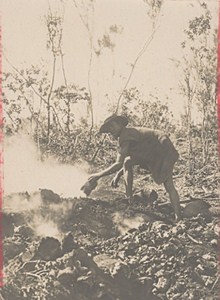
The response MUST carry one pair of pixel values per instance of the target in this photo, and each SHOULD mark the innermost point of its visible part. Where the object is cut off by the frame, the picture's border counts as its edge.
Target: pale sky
(24, 43)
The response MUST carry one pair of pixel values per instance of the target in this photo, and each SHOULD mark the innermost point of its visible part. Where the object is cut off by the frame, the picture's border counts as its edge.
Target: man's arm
(118, 165)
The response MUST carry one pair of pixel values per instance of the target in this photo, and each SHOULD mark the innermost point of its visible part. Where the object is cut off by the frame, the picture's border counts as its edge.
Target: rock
(12, 249)
(196, 207)
(68, 243)
(25, 231)
(67, 276)
(49, 249)
(105, 262)
(88, 187)
(163, 284)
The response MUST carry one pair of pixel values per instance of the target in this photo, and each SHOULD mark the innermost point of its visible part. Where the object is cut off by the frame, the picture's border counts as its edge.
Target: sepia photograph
(109, 156)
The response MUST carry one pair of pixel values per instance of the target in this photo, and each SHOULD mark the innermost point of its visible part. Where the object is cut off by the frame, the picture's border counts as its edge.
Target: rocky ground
(90, 249)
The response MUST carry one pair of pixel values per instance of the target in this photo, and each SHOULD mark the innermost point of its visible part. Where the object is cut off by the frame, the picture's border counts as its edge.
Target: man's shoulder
(129, 134)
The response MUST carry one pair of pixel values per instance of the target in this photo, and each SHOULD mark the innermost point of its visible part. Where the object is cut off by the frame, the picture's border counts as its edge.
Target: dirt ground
(102, 248)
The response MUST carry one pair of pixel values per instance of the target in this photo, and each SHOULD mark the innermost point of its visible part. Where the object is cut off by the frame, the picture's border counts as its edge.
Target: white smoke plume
(24, 171)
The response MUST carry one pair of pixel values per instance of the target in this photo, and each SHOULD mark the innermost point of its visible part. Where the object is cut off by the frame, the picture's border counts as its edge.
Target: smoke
(24, 171)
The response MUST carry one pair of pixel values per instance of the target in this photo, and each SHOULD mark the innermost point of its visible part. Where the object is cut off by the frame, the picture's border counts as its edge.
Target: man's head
(114, 124)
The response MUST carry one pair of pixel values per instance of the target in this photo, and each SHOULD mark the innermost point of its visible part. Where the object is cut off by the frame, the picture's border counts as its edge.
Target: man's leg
(128, 176)
(174, 197)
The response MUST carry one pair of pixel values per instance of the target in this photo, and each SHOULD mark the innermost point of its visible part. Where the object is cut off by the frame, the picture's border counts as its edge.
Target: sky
(25, 38)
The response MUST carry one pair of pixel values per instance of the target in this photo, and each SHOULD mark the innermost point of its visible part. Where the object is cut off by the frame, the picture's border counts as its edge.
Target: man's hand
(115, 181)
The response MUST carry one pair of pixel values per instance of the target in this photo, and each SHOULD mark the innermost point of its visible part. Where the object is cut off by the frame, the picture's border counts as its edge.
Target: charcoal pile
(99, 250)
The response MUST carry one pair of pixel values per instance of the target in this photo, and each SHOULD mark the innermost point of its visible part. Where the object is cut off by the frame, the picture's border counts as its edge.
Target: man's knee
(127, 163)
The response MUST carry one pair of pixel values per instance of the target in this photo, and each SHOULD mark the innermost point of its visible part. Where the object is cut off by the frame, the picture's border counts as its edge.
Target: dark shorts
(165, 157)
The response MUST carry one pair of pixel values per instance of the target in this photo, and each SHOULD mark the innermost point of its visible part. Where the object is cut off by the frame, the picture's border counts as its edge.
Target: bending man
(150, 149)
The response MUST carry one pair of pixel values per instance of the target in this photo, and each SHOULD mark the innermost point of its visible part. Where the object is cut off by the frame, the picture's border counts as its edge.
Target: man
(150, 149)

■ ■ ■ ■ ■

*The task*: Rewrite the data above exactly as given, but omit the images.

*Reply*:
The response MUST carry one pair of pixel values per instance of the target in this photo, and each SHOULD mark the innermost point of its visible part. Where the object is cut off by the frame, the picture's border counts as its edge.
Target: pale sky
(24, 43)
The response MUST carry one pair of pixel values per instance of the target in this photo, and each SHOULD mark the innermost point of its visible part. Where the object is cut off by the frame, the picture's border counts as its edge.
Target: man's arm
(118, 165)
The response MUST carry one pair of pixel values per instance of the target in this photo, and each SHOULD mark the innermost point of its visible part. Where the object is cut off by the frame, the picture's border counts as its edge.
Target: rock
(12, 249)
(196, 207)
(68, 243)
(25, 231)
(67, 276)
(49, 249)
(105, 262)
(88, 187)
(163, 284)
The response MUST carry one pair of pixel values per instance of the target in this photo, and each SHOULD mark the innermost point of its visible part. Where the object is cut off by the frame, the picture's border counts as its edge.
Target: sepia photograph
(109, 156)
The response MUST carry one pair of pixel values per instance of the target in this photo, and each SHOULD mark the innermost point of its visible part. Where the object is cut off by the frame, the picture's border counts as its edge.
Target: rocky ground
(90, 249)
The response MUST carry one pair of pixel values per instance of the target in this photo, and each SHOULD mark the innermost point of its visible part. Where the object is cut off by the frame, the picture's border counts as its edge.
Target: man's shoulder
(129, 134)
The response MUST carry one pair of pixel values per instance of the target in this photo, and each SHOULD mark the innermost point of its visible part. Where the object is cut off by the frame, the picture's border counts as its edge.
Target: dirt ground
(102, 248)
The response MUST carry one pair of pixel values per instance of the target in this photo, and each SHOULD mark the innermost point of its visible part. Where the object is cut off by the frame, the picture's border counts as its edge.
Target: white smoke plume
(24, 171)
The response MUST carry one pair of pixel values per instance of the target in this photo, and each SHOULD mark the innermost point of its visible part. Where the object is cut off by the frame, the picture's border counts as its edge.
Target: smoke
(24, 171)
The response MUST carry one pair of pixel values per instance of the target in this photo, and each SHOULD mark the innermost point of its visible part. Where the object is cut off by the frame, the picture's border counts as its edge.
Target: man's head
(114, 124)
The response MUST carry one pair of pixel values per instance of the target in this photo, and each SHOULD mark the innermost point of its visible part. Where the object is cut off by the frame, the picture's border counts as its edge.
Target: man's leg
(128, 176)
(174, 197)
The response MUST carry one pair of pixel values per instance of the target in this photo, and each SHOULD mark the innermost point of its visible part. Where the object is cut off by the frame, the picture's border counts as its edge.
Target: sky
(25, 38)
The response MUST carry one pair of pixel values per instance of the target in this photo, and each SHOULD mark the innermost point of its visible part. Where the object is cut off by the frame, the picture's border counts as its edge.
Target: man's hand
(115, 181)
The response MUST carry one pair of pixel values per instance of the target in this photo, and each SHOULD mark the innermost point of its visible part. Where the object is cut off by the frame, the picture's border counts as its edge.
Target: charcoal pile
(99, 250)
The response MUST carry one pair of pixel values per instance of the target in this photo, and each SHOULD mark the innermost point of its visible part. Where the object is cut off by the frame, the picture's border counts as its edge.
Target: man's knee
(127, 163)
The response MUST carry one pair of pixel values per instance of the target in this photo, and each SHOULD mark the innermost point of its visible part. Where the object is cut off by the frame, the picture's border counts as its edge.
Target: dark shorts
(165, 157)
The response MUST carry one pair of pixel values per instance of the target in this photo, and each SHOULD mark the innermost point of its visible part. Where the object is cut off by the frame, the picture's border counts as its edge.
Target: bending man
(150, 149)
The response MUST carry one pair of pixel values per instance of the target in this photo, and each SHOULD mark the innermost point of its visible part. Where the object is cut off by the frame, the picture's border counts as its edge.
Target: man
(150, 149)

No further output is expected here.